What the exercise asks: Retype the data below line for line, without changing anything.

╭─ Task input

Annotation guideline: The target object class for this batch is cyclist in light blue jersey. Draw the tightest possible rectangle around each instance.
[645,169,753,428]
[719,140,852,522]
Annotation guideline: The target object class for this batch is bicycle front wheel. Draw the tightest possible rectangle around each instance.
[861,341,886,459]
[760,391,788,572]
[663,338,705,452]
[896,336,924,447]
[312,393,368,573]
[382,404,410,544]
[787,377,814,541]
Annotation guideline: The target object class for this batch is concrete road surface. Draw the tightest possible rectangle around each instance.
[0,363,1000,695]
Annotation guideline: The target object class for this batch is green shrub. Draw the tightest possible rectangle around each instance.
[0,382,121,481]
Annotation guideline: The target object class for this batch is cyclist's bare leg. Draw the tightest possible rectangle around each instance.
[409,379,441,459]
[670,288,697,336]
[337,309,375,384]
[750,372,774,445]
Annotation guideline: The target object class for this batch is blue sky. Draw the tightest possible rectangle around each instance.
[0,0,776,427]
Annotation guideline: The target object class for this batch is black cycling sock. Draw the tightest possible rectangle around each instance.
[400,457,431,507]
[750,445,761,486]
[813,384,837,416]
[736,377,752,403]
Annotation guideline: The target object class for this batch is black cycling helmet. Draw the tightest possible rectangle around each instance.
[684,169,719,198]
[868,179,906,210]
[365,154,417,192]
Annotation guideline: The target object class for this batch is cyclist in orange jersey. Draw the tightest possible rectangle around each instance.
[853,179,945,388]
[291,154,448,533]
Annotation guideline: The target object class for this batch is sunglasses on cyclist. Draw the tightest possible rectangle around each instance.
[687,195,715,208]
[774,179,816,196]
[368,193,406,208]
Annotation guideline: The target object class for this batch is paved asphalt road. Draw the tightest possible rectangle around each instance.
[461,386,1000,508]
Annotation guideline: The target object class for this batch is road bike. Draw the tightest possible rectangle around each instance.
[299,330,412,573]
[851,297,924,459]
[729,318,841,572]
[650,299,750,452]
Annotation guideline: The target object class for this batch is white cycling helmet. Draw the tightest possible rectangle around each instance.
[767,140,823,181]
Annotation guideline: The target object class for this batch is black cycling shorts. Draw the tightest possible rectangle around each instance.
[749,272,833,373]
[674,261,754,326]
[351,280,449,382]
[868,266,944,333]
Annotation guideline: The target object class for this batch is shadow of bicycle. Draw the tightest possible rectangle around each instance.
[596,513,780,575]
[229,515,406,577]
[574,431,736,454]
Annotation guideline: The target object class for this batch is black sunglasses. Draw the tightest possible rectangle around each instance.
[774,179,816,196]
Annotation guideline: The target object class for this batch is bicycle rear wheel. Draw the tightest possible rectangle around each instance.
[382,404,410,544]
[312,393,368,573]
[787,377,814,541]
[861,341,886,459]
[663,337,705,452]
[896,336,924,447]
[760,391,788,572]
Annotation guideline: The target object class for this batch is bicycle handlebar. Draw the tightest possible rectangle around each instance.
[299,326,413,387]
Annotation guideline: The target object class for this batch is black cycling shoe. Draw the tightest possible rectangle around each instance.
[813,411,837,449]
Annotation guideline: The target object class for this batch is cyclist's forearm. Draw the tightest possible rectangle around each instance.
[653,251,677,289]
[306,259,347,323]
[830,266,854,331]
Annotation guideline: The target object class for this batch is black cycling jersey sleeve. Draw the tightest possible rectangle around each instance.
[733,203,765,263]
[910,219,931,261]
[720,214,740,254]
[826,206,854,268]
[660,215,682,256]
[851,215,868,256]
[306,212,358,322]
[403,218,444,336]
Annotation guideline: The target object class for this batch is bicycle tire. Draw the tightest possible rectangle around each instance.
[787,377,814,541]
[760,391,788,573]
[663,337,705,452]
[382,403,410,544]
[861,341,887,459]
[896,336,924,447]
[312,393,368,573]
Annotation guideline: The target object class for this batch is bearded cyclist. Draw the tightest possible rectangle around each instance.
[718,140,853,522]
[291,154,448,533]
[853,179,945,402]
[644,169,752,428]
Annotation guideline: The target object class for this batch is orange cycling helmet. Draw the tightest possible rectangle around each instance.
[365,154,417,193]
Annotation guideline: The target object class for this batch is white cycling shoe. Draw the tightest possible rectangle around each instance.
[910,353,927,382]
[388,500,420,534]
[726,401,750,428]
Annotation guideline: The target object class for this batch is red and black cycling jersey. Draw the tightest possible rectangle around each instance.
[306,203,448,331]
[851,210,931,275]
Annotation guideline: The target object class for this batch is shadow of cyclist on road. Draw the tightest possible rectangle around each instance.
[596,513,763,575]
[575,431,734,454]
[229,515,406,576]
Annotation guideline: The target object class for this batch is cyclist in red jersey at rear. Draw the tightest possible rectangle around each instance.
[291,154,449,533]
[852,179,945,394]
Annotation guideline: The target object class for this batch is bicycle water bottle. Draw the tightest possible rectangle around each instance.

╰─

The completed task:
Annotation guideline: The target object class for this batch is cyclist in light blue jersey. Draw the tightest possible rectangle around each instance.
[645,169,753,428]
[719,140,852,522]
Annotation guideline: The target object class for this batch is bicycle front wheel. Draw the tightest possible rectangle around each instance.
[861,341,886,459]
[760,391,788,572]
[663,338,705,452]
[896,336,924,447]
[312,393,368,573]
[382,404,410,544]
[787,377,814,541]
Annotation guideline: The target object class for this batch is concrete road surface. Draw the tightest possible rectangle around each instance.
[0,363,1000,695]
Annotation guideline: The target object class for this batch is green shrub. Draw the tightest possible rectangle around each instance.
[0,382,121,481]
Annotation guideline: The target object class for this batch is cyclist's bare leg. Draw the tightest possible rectangle around each instance.
[409,379,441,459]
[670,288,697,336]
[337,309,375,384]
[750,372,774,445]
Annotation guideline: The target object class for this batch is blue sky. Draw the tightest possible rectangle around each instance.
[0,0,776,427]
Annotation guideline: The target object class for this batch is black cycling sock. Draw the tightest possible rectangle around each instance.
[400,457,431,507]
[750,445,761,486]
[813,384,837,416]
[736,377,752,403]
Annotation guideline: The target object class for this batch is black cycling helmet. Draw the tightest possible rectangle around each instance.
[684,169,719,198]
[868,179,906,210]
[365,154,417,192]
Annotation guideline: The target object class for this batch is cyclist in orange jersey. Draw the tightest possible rectangle around each instance.
[853,179,945,388]
[291,154,448,533]
Annotation guideline: The target object class for this batch is sunglasses on cyclist. Draw the tightest possible rectangle around each instance.
[687,195,715,208]
[774,179,816,196]
[368,193,406,208]
Annotation guideline: The target object class for this batch is paved asphalt road. Draw the tightest possible rectangle around each instance.
[461,386,1000,508]
Annotation guideline: The target object class for this batch is road bike. Draw the tightest possible rectangle around each instance.
[299,330,412,573]
[851,297,924,459]
[729,318,841,572]
[650,299,750,452]
Annotation guideline: The target object class for this batch is white cycling helmet. Draw the tightest possible rectangle around each instance.
[767,140,823,181]
Annotation guideline: The target object class for this batch is black cycling shorts. Draw the tightest possible rectangle around each instance.
[749,272,833,373]
[674,261,754,326]
[351,280,449,382]
[868,266,944,333]
Annotation guideline: The target object class for this batch is shadow of bicycle. Draw the tightest possible rectangle around each instance.
[596,513,780,575]
[229,515,406,577]
[574,431,736,454]
Annotation guideline: The target object class for this batch is black sunglasses. Draw the tightest possible rectangle around each instance.
[774,179,816,196]
Annotation guideline: The target object class for this batch is bicycle rear wheel. Draw the tightest possible rectangle around each instance.
[382,404,410,544]
[312,393,368,573]
[787,377,814,541]
[861,341,886,459]
[663,337,705,452]
[896,336,924,447]
[760,391,788,572]
Annotation guideline: The target object class for this batch is bicycle handlebar. Draw the tightest possible rectangle around each instance.
[299,326,413,387]
Annotation guideline: The target object class for this batch is black cycling shoe. Draw the tightest possible rectangle around each instance.
[813,411,837,449]
Annotation guideline: The target object class for this batch is cyclist's forearm. Draw the tightest possible rectangle around each instance.
[653,251,677,289]
[306,259,347,323]
[830,266,854,331]
Annotation guideline: The target object class for this batch is black cycling jersey sleeve. Draw the tightest possible rectangle around each instance.
[733,203,765,263]
[910,219,931,261]
[720,214,740,254]
[826,206,854,268]
[660,215,682,256]
[851,215,868,256]
[306,212,358,322]
[403,218,444,336]
Annotation guideline: The target object class for this batch is bicycle tire. Draw the tightest possible rectangle around each instance.
[787,377,814,541]
[760,391,788,573]
[663,337,705,452]
[382,403,410,544]
[861,341,887,459]
[896,336,924,447]
[312,393,368,573]
Annotation guideline: The target object class for this batch is bearded cyclist. Draw the tightest possible rectangle around each instance.
[718,140,853,522]
[291,154,448,533]
[853,179,945,402]
[644,169,752,428]
Annotation guideline: The target object class for this batch is orange cycling helmet. Draw the tightest possible rectangle around each instance.
[365,154,417,193]
Annotation guideline: The target object class for this batch is white cycling shoe. Draw the tightest possible rectangle around each instance.
[910,353,927,382]
[388,500,420,534]
[726,401,750,428]
Annotation guideline: The target object class for this batch is red and black cycling jersey. Draw the tightest possible rectangle around each instance.
[306,203,448,331]
[851,210,931,275]
Annotation guideline: The target object class for this batch is shadow of cyclist on road. Draw the tightest possible rectangle around each instance.
[596,513,763,575]
[575,431,734,454]
[229,515,406,576]
Annotation guideline: The target object class for this batch is cyclist in red jersey at rear. Draw the tightest possible rectangle around each instance.
[291,154,449,533]
[852,179,945,394]
Annotation guideline: The target object class for this batch is bicycle water bottle. Draw the tightest possible rectangle around each instance.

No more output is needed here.